* **Exercise requirements**: Return every line from the lines below that contains the word "roof".

Detection annotation records:
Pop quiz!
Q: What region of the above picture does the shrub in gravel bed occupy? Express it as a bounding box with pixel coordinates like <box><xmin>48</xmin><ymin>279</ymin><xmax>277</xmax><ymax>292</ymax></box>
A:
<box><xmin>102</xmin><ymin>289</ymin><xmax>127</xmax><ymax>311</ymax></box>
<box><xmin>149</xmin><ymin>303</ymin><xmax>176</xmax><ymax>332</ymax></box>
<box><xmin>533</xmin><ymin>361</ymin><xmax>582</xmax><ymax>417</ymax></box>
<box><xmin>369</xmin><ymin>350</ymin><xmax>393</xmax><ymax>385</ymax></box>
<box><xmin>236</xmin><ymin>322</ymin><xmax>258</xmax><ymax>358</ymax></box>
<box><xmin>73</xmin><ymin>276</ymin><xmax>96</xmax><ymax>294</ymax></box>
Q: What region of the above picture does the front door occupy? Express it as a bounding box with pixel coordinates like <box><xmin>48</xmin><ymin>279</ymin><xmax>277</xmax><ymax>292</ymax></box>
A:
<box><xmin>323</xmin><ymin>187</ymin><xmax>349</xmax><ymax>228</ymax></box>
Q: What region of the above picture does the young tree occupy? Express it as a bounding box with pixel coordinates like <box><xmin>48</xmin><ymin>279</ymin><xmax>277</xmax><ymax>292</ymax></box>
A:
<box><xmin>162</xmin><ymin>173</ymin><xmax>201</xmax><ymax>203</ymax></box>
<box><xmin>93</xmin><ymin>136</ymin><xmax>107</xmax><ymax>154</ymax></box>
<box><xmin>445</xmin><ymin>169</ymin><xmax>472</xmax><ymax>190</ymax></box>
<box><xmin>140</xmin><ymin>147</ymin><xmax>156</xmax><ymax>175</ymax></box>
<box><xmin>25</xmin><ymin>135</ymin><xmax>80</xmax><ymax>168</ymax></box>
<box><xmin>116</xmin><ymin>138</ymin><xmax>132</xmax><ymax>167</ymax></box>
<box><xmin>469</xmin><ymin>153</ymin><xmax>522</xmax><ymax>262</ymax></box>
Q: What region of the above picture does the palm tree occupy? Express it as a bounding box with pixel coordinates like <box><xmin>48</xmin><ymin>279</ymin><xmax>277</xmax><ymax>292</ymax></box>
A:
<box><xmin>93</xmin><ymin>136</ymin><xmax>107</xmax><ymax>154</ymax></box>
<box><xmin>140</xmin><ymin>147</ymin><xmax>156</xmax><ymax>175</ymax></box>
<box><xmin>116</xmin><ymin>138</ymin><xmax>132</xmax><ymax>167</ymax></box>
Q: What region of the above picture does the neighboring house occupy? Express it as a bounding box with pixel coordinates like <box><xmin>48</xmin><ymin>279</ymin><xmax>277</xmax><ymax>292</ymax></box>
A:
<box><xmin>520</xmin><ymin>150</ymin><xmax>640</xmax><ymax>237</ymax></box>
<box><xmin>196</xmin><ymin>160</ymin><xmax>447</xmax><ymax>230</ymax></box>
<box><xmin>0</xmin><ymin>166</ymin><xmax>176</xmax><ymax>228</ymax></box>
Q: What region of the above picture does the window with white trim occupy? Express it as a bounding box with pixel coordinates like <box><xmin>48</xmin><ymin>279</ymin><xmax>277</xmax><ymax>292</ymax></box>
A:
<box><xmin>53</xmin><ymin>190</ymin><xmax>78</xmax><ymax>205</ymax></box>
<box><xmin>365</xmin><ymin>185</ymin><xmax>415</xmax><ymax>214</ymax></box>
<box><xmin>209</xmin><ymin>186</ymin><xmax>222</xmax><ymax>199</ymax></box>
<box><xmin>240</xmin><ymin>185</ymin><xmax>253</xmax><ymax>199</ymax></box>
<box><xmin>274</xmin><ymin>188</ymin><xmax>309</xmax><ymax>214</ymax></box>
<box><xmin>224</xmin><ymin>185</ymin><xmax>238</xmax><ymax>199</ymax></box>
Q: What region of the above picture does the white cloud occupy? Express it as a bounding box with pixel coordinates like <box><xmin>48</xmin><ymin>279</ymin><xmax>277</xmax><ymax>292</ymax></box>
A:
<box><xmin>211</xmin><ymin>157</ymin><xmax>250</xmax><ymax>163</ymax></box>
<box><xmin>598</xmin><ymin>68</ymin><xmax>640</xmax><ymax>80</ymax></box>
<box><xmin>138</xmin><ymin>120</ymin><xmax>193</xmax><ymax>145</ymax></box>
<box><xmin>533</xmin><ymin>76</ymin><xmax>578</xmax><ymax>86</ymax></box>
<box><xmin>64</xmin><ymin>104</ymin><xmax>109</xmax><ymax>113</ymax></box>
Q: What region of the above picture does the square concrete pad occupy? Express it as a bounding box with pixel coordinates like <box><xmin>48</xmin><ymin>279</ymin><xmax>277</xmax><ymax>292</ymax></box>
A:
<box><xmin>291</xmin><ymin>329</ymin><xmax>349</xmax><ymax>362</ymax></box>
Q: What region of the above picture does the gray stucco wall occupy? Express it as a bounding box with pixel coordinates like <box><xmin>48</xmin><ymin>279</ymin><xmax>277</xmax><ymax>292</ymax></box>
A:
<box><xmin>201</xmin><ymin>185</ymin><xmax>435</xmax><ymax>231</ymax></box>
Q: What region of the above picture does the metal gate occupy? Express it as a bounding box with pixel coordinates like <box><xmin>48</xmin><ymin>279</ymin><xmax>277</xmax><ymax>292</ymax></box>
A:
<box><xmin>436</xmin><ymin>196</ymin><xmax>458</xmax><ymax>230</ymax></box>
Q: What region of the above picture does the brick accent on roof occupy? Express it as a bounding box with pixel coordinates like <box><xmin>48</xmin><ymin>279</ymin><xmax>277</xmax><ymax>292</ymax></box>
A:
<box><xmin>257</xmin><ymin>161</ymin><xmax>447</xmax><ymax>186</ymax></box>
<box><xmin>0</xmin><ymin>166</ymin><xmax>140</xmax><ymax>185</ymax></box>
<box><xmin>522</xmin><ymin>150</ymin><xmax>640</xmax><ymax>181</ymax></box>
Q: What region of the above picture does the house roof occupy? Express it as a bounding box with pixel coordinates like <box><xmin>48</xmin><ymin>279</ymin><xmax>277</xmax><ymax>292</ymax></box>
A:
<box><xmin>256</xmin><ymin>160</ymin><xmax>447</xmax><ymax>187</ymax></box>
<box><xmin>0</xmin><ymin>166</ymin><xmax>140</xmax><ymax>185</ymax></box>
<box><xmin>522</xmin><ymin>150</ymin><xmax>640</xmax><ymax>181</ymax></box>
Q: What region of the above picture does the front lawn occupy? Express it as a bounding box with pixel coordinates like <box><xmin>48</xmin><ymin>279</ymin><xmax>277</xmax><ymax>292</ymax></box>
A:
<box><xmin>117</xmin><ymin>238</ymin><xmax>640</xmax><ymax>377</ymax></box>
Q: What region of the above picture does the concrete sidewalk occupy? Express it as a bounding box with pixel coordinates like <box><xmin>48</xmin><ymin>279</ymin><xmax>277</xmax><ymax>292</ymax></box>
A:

* **Answer to the problem**:
Q: What region of the above picture does the brick accent on roof occupy? Express it as a bounding box with pixel coordinates like <box><xmin>48</xmin><ymin>279</ymin><xmax>277</xmax><ymax>292</ymax></box>
Q: What region of the above picture does the house roof occupy? Express it as a bounding box with pixel coordinates like <box><xmin>48</xmin><ymin>279</ymin><xmax>277</xmax><ymax>292</ymax></box>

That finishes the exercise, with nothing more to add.